§ **TEXT SECTION**
Content starts

Slate has a provocative article about whether people without children should face higher marginal tax rates than people on the same income level who do have kids:

By shifting the tax burden from parents to nonparents, we will help give America’s children a better start in life, and we will help correct a simple injustice. We all benefit from the work of parents. Each new generation reinvigorates our society with its youthful vim and vigor. As my childless friends and I grow crankier and more decrepit, a steady stream of barely postpubescent brainiacs writes catchy tunes and invents breakthrough technologies that keep us entertained and make us more productive. The willingness of parents to bear and nurture children saves us from becoming an economically moribund nation of hateful curmudgeons. The least we can do is offer them a bigger tax break.

I think this one is hard. First, we already offer a income tax break to people on modest incomes with children, by way of Working for Families credits, as compared to people on similar incomes with no kids. But there is no equivalent tax break for people on higher incomes with kids. And no break on consumption taxes, either.

Second, we already help all children, and by extension their parents, through things like subsidised health care and public schools. Of course, parents pay into that tax pool, too.

Third, however, non-parents do get to free ride off the efforts of parents as they all get older, because it is the parents’ work in raising the kids (over and above the government’s work through schools etc) that drives the future economic growth and income, which in turn funds much of the non-parents’ retirement lifestyle. That lifetime benefit to non-parents is absolutely huge.

I’m just musing here, but perhaps one way to achieve parent vs non-parent equity is to make three big changes to KiwiSaver:

Make it universal, asLabour and others on the left suggest
Hike up the contributions rates to near Australian levels, to increase overall savings
Significiantly expand the list of items people can pay for in a tax-advantaged way from their KiwiSaver accounts to include children’s furniture, education costs, child healthcare costs, etc.
That way savings go up, non-parents fund a greater proportion of their own retirements, and parents get a tax break on much needed expenditures for their kids.

Content ends

§ **DIRECTIONS FOR THIS TASK**
According to the post about taxing non-parents, what existing credits give people on modest incomes with children an income tax break? The data after this post is separate material.

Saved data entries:
Content starts

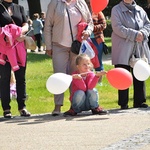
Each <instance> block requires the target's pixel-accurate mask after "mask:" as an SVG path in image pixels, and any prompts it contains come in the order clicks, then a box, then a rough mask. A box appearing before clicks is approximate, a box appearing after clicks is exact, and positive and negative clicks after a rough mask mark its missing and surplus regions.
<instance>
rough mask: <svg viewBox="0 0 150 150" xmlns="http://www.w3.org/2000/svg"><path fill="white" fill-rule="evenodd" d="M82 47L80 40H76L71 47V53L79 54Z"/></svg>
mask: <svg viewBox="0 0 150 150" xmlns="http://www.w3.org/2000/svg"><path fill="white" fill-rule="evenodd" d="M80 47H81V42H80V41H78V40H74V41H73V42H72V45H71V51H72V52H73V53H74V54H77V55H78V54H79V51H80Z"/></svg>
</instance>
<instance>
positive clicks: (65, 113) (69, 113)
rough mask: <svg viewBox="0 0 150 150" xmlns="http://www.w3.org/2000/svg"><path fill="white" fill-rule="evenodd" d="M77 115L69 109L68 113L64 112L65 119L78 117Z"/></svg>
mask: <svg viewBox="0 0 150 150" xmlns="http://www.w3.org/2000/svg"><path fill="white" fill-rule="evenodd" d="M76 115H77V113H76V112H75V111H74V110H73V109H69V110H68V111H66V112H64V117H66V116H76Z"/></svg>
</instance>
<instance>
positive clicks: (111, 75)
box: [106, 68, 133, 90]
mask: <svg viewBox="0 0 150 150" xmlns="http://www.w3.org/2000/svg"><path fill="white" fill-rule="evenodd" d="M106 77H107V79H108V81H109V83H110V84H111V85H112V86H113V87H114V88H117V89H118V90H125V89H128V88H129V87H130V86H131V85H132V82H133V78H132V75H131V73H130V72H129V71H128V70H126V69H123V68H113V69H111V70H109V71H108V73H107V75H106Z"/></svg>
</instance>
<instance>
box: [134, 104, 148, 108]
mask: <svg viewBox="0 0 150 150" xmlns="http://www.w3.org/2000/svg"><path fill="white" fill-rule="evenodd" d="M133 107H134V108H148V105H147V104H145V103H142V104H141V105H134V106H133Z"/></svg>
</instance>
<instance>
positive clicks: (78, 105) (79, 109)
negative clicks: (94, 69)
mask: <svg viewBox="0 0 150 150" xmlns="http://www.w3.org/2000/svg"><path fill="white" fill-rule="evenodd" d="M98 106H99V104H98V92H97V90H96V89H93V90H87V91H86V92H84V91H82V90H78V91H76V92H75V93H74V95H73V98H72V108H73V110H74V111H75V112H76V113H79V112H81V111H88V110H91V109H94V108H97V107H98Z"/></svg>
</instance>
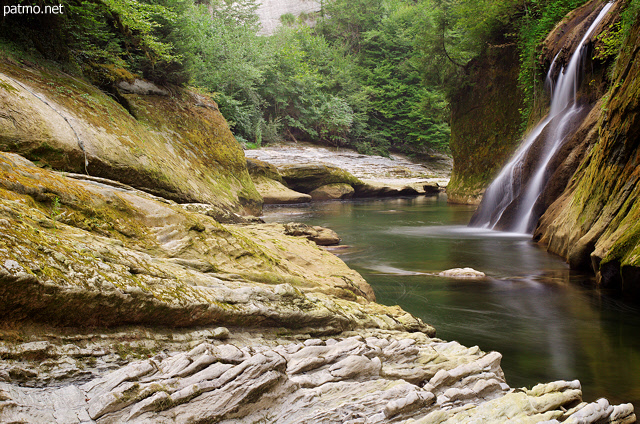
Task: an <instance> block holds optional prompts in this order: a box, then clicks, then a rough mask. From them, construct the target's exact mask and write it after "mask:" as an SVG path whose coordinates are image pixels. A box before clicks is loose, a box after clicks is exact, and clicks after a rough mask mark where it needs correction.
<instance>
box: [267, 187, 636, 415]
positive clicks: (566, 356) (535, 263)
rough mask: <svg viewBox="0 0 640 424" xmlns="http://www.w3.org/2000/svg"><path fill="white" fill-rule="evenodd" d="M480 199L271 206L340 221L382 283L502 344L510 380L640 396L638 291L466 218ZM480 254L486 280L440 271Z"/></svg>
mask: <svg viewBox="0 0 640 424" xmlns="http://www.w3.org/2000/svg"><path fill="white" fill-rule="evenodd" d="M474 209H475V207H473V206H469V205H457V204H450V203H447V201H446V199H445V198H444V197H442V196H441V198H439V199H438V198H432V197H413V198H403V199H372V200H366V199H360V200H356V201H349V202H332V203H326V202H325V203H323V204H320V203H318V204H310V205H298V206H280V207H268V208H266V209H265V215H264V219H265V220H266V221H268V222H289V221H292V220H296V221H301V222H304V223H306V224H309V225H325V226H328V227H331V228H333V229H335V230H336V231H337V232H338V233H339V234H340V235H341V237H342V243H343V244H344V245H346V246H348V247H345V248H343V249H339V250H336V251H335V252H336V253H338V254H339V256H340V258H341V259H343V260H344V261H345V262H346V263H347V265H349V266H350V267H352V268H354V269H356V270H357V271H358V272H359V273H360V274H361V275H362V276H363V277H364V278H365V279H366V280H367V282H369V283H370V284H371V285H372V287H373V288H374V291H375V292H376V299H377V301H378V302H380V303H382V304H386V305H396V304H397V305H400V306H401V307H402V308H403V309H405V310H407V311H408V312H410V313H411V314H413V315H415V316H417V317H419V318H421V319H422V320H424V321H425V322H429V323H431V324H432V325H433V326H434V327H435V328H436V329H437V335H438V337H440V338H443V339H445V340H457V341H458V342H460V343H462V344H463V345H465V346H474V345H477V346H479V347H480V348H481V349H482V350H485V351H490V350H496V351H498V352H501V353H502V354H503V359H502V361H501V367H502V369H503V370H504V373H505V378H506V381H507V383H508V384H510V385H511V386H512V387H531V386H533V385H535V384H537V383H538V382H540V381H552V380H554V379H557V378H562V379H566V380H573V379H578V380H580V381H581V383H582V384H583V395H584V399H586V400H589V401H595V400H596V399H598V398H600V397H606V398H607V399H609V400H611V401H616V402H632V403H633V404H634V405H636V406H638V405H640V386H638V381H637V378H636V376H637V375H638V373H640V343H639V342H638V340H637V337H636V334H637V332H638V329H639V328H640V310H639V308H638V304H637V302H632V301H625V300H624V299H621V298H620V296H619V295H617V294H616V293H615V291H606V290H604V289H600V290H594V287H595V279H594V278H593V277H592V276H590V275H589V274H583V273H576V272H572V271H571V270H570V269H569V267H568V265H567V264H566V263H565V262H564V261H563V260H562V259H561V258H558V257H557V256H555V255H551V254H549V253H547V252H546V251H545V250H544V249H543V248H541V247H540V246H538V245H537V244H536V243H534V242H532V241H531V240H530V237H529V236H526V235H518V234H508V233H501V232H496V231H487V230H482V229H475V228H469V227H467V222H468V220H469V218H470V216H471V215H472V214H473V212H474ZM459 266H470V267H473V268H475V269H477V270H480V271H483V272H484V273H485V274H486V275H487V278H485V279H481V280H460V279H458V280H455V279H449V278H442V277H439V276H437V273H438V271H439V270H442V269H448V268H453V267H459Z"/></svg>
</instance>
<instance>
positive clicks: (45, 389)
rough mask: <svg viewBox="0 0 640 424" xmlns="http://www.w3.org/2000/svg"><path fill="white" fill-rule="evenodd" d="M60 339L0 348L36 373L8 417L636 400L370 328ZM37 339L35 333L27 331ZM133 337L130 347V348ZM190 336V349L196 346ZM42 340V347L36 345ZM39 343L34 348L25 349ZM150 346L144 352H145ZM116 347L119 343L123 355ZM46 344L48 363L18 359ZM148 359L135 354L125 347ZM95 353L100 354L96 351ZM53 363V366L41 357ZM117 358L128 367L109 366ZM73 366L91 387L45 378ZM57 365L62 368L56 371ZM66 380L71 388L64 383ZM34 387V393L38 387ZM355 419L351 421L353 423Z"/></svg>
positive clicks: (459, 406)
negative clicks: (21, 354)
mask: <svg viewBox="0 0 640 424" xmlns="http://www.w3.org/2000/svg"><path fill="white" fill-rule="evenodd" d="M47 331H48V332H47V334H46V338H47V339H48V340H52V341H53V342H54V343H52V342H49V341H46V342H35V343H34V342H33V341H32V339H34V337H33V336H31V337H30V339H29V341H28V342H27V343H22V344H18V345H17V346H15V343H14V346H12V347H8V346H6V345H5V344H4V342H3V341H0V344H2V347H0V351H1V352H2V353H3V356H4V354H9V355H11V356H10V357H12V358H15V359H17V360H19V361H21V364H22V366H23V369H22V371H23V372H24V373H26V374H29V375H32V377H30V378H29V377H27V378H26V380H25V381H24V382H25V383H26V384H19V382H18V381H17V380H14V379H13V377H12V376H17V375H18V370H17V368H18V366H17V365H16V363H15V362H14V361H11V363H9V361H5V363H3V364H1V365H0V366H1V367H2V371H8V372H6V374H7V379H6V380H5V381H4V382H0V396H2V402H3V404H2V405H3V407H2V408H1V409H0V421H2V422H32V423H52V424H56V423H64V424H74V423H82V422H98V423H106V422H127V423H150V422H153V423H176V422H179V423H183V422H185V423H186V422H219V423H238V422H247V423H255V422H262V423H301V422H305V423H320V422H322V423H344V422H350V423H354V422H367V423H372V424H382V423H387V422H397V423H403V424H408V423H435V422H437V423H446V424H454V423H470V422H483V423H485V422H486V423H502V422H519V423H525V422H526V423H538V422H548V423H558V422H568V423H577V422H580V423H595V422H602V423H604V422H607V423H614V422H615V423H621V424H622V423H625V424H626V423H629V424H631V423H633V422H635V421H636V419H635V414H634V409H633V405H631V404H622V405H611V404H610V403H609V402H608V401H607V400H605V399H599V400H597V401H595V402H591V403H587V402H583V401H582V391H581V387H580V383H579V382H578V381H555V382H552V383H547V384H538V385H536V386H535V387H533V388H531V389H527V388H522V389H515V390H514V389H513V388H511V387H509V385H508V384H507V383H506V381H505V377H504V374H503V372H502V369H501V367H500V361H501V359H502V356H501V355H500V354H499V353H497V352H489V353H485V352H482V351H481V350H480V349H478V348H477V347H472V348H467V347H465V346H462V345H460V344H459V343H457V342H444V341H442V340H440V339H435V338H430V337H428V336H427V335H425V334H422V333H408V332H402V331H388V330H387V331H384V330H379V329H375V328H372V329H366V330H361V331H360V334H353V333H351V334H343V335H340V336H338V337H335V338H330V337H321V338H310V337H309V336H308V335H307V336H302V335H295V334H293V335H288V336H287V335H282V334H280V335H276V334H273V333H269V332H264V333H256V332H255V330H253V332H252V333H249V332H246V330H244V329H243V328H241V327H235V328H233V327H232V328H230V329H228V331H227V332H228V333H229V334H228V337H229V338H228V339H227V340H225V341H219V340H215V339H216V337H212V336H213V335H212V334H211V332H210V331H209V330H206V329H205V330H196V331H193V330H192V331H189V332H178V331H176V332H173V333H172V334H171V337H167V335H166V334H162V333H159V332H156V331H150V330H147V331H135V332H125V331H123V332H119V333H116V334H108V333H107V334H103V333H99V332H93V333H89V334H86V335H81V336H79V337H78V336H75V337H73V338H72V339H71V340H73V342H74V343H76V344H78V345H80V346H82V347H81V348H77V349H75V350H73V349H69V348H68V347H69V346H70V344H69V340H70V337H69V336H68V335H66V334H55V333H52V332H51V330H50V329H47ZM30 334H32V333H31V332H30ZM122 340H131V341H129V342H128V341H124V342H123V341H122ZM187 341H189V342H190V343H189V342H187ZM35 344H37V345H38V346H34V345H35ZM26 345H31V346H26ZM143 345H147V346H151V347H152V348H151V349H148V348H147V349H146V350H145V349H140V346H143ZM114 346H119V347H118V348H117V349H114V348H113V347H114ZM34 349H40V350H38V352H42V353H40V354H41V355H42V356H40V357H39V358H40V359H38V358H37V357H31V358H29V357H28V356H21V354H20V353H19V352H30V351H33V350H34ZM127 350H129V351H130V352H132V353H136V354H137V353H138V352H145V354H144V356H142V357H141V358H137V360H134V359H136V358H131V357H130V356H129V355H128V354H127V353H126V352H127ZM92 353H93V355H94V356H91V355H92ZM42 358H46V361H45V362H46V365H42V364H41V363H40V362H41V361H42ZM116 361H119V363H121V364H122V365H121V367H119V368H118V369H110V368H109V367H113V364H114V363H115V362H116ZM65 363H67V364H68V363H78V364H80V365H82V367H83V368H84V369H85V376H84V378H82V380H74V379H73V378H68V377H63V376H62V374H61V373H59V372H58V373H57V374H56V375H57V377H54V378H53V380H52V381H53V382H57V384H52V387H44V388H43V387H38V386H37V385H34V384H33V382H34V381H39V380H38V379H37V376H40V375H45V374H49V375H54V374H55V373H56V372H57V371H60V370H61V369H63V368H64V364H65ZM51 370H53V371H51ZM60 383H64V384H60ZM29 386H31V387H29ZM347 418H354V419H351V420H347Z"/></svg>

Content ends

§ **RESPONSE BELOW**
Working for Families credits.